#### [STATED EXERCISE]
Without skipping anything, write out each record below exactly.

* begin DATA *

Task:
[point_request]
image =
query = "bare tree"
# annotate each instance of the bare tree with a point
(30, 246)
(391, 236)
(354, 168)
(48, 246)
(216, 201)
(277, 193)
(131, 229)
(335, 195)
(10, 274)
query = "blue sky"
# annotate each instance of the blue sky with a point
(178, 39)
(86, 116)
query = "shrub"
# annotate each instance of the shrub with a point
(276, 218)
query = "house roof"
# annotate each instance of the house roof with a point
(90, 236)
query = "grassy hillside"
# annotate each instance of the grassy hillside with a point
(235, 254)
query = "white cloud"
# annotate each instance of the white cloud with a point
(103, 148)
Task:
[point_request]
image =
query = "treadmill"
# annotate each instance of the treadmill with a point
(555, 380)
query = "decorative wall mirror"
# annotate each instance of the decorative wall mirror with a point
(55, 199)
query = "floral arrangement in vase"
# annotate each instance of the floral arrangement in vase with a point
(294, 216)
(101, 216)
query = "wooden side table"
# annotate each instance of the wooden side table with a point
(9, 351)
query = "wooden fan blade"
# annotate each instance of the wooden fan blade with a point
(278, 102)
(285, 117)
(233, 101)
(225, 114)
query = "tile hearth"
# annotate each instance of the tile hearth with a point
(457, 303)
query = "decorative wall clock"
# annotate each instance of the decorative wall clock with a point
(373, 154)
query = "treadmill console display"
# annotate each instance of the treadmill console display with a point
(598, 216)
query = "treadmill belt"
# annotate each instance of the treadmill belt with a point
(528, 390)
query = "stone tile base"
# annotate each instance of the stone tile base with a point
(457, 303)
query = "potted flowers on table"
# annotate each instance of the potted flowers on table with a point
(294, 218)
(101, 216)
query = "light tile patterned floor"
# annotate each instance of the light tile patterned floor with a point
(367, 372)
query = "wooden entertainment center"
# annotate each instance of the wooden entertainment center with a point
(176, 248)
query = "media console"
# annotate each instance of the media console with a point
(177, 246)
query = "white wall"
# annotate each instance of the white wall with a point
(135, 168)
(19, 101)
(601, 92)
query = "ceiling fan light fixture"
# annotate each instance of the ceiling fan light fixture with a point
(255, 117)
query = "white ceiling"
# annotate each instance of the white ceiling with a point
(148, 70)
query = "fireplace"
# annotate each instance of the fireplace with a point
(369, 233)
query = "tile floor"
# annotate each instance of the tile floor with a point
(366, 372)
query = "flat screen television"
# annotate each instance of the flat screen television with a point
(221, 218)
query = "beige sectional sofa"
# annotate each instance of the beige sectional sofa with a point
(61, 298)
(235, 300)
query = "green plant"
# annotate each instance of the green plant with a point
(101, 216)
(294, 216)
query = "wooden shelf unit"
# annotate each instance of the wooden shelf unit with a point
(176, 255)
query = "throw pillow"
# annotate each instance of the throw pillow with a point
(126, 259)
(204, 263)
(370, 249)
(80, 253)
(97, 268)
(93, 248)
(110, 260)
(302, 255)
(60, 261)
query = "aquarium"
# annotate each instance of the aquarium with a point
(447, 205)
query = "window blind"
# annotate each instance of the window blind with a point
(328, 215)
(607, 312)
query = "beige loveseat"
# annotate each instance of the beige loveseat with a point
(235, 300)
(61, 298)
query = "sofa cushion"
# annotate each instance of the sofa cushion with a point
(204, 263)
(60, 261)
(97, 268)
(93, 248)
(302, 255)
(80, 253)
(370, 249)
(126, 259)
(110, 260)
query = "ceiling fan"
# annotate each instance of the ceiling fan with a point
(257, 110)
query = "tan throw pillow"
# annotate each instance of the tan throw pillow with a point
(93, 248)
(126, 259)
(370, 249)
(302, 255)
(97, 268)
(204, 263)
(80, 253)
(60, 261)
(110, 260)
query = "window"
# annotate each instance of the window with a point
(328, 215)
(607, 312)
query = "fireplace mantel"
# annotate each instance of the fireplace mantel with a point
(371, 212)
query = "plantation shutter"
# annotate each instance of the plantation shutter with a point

* end DATA *

#### [RESULT OF THIS TASK]
Task:
[point_request]
image =
query = "bare tree"
# annotate each instance of the bare tree with a point
(30, 246)
(391, 236)
(354, 168)
(48, 246)
(216, 201)
(277, 193)
(131, 229)
(335, 195)
(10, 274)
query = "blue sky"
# annotate each instance of the blue sky with a point
(178, 39)
(86, 116)
query = "shrub"
# annotate each instance of the shrub with a point
(276, 218)
query = "house roof"
# annotate each instance of the house roof with a point
(90, 236)
query = "grassy hillside"
# annotate each instance of the grassy hillside with a point
(235, 254)
query = "white cloud"
# annotate each instance of the white cloud with a point
(103, 148)
Task:
[point_request]
image =
query = "treadmill"
# annotate each instance of the treadmill with a point
(555, 380)
query = "decorative wall mirror"
# annotate each instance of the decorative wall mirror with a point
(55, 199)
query = "floral arrangement in vase"
# annotate each instance of the floral arrangement in vase with a point
(294, 216)
(101, 216)
query = "wooden side table"
# annotate each instance of the wooden side table with a point
(9, 351)
query = "wooden fan blade"
# annotate each instance of the wooden fan blade with a point
(278, 102)
(285, 117)
(233, 101)
(225, 114)
query = "tile hearth"
# annotate each instance of the tile hearth with a point
(457, 303)
query = "decorative wall clock"
# annotate each instance of the decorative wall clock with a point
(373, 154)
query = "treadmill console display"
# annotate each instance of the treadmill console display with a point
(598, 216)
query = "treadmill belt"
# annotate each instance of the treadmill belt with a point
(528, 390)
query = "stone tile base"
# annotate each instance of the stone tile base with a point
(457, 303)
query = "potted flowers on table"
# annotate each instance of the potted flowers on table with a point
(294, 218)
(101, 216)
query = "light tile patterned floor"
# annotate each instance of the light tile patterned floor with a point
(367, 372)
query = "wooden entertainment center"
# annotate each instance of the wooden entertainment center with a point
(176, 248)
query = "media console"
# annotate each instance of the media console with a point
(177, 246)
query = "white wall"
# annotate each instance of the white wall with a point
(135, 168)
(19, 101)
(601, 92)
query = "ceiling fan light fixture"
# annotate each instance of the ceiling fan light fixture with a point
(255, 117)
query = "white ceiling"
# annotate each instance of the white ceiling with a point
(148, 70)
query = "fireplace"
# annotate each instance of the fireplace with a point
(369, 233)
query = "tile floor"
# annotate each instance of the tile floor with a point
(366, 372)
query = "flat screen television"
# annotate each instance of the flat screen television with a point
(221, 218)
query = "beige sectional sofa"
# annotate each instance of the beige sectional sofa with a point
(61, 298)
(235, 300)
query = "green plant"
# annotate each instance of the green plant with a point
(101, 216)
(294, 216)
query = "wooden shelf unit"
# annotate each instance of the wooden shelf unit with a point
(176, 255)
query = "throw pillow"
# annotate each instance of the throw pillow with a point
(126, 259)
(204, 263)
(370, 249)
(80, 253)
(97, 268)
(93, 248)
(110, 260)
(302, 255)
(60, 261)
query = "aquarium"
# annotate each instance of the aquarium with a point
(447, 205)
query = "window blind"
# annotate each instance of the window blind with a point
(328, 215)
(607, 312)
query = "beige loveseat"
# annotate each instance of the beige loveseat with a point
(235, 300)
(61, 298)
query = "sofa cushion"
# annotate each instance of the sofa cushion with a point
(204, 263)
(60, 261)
(97, 268)
(93, 248)
(302, 255)
(80, 253)
(370, 249)
(126, 259)
(110, 260)
query = "ceiling fan"
# annotate each instance of the ceiling fan with a point
(257, 110)
query = "tan throw pillow"
# annotate each instance of the tan throw pillow with a point
(93, 248)
(126, 259)
(370, 249)
(302, 255)
(97, 268)
(204, 263)
(80, 253)
(60, 261)
(110, 260)
query = "window"
# annotate each instance of the window with a point
(328, 215)
(607, 312)
query = "fireplace mantel"
# annotate each instance of the fireplace mantel with a point
(371, 212)
query = "plantation shutter"
# annotate each instance of the plantation shutter with a point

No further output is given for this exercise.